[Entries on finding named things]
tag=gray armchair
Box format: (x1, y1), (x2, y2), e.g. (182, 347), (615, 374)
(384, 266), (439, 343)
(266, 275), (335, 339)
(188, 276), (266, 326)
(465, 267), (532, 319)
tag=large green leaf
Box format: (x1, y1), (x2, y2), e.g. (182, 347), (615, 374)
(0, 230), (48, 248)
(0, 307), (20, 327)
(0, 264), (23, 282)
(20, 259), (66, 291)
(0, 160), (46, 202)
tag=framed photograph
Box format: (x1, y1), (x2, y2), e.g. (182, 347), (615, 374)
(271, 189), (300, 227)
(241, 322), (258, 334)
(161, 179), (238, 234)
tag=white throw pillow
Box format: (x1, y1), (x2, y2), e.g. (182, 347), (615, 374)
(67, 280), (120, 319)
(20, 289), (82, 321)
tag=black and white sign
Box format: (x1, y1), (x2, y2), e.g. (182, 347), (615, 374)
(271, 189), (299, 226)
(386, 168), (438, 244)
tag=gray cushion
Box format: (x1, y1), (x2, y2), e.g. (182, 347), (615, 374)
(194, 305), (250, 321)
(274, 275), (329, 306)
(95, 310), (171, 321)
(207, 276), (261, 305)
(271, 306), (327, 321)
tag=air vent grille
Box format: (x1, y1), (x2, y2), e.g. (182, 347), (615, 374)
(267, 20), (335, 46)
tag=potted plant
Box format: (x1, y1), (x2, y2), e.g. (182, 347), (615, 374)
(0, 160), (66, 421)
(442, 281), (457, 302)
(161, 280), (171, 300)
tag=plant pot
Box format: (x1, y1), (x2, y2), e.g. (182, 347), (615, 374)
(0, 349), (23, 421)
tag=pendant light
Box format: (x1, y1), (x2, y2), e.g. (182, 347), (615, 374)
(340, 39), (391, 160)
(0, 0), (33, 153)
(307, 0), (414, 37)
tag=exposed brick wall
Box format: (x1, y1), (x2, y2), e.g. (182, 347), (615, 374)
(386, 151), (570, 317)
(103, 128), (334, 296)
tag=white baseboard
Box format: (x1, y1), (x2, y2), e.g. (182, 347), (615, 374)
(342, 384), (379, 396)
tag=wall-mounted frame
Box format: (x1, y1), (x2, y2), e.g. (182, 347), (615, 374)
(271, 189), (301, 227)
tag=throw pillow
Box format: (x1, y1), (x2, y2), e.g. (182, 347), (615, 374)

## THE PROBLEM:
Write out the full listing above as a numbered list, with no blank lines.

## COMPLETED EXERCISE:
1. tag=gray armchair
2. Box format: (x1, y1), (x2, y2), e.g. (182, 347), (615, 374)
3. (384, 266), (439, 343)
4. (266, 275), (335, 339)
5. (188, 276), (266, 326)
6. (465, 267), (532, 319)
7. tag=large green leaf
8. Box format: (x1, y1), (x2, y2), e.g. (182, 347), (615, 374)
9. (0, 230), (48, 248)
10. (0, 307), (20, 327)
11. (0, 264), (23, 282)
12. (20, 259), (66, 291)
13. (0, 160), (46, 202)
14. tag=framed photograph
15. Box format: (x1, y1), (x2, y2), e.g. (182, 347), (615, 374)
16. (271, 189), (300, 227)
17. (241, 322), (258, 334)
18. (161, 179), (238, 234)
19. tag=white throw pillow
20. Box format: (x1, y1), (x2, y2), e.g. (182, 347), (615, 374)
21. (67, 280), (120, 319)
22. (20, 289), (82, 321)
23. tag=black and white sign
24. Box format: (x1, y1), (x2, y2), e.g. (182, 347), (615, 374)
25. (271, 189), (299, 226)
26. (386, 168), (438, 244)
27. tag=gray cushion
28. Box format: (x1, y1), (x2, y2), e.g. (182, 347), (615, 374)
29. (194, 305), (250, 321)
30. (274, 275), (329, 306)
31. (95, 310), (171, 321)
32. (207, 276), (261, 305)
33. (271, 306), (327, 321)
34. tag=air vent grille
35. Box format: (x1, y1), (x2, y2), e.g. (182, 347), (615, 374)
36. (267, 20), (335, 46)
37. tag=potted plant
38. Box format: (x1, y1), (x2, y2), e.g. (182, 347), (615, 374)
39. (0, 160), (66, 421)
40. (442, 281), (457, 302)
41. (161, 280), (171, 300)
42. tag=plant pot
43. Box format: (x1, y1), (x2, y2), e.g. (182, 347), (615, 374)
44. (0, 349), (23, 421)
45. tag=pendant light
46. Box format: (x1, y1), (x2, y2), e.g. (182, 347), (615, 374)
47. (340, 39), (391, 160)
48. (0, 0), (33, 153)
49. (307, 0), (414, 37)
50. tag=exposed brick wall
51. Box format: (x1, y1), (x2, y2), e.g. (182, 347), (615, 374)
52. (386, 151), (570, 317)
53. (103, 128), (334, 296)
54. tag=white baseboard
55. Box format: (x1, y1), (x2, y2), e.g. (182, 347), (615, 374)
56. (342, 384), (379, 396)
57. tag=wall-mounted frame
58. Box format: (x1, y1), (x2, y2), e.g. (182, 347), (615, 374)
59. (271, 189), (301, 227)
60. tag=throw pillow
61. Box format: (x1, y1), (x2, y2), e.g. (182, 347), (615, 374)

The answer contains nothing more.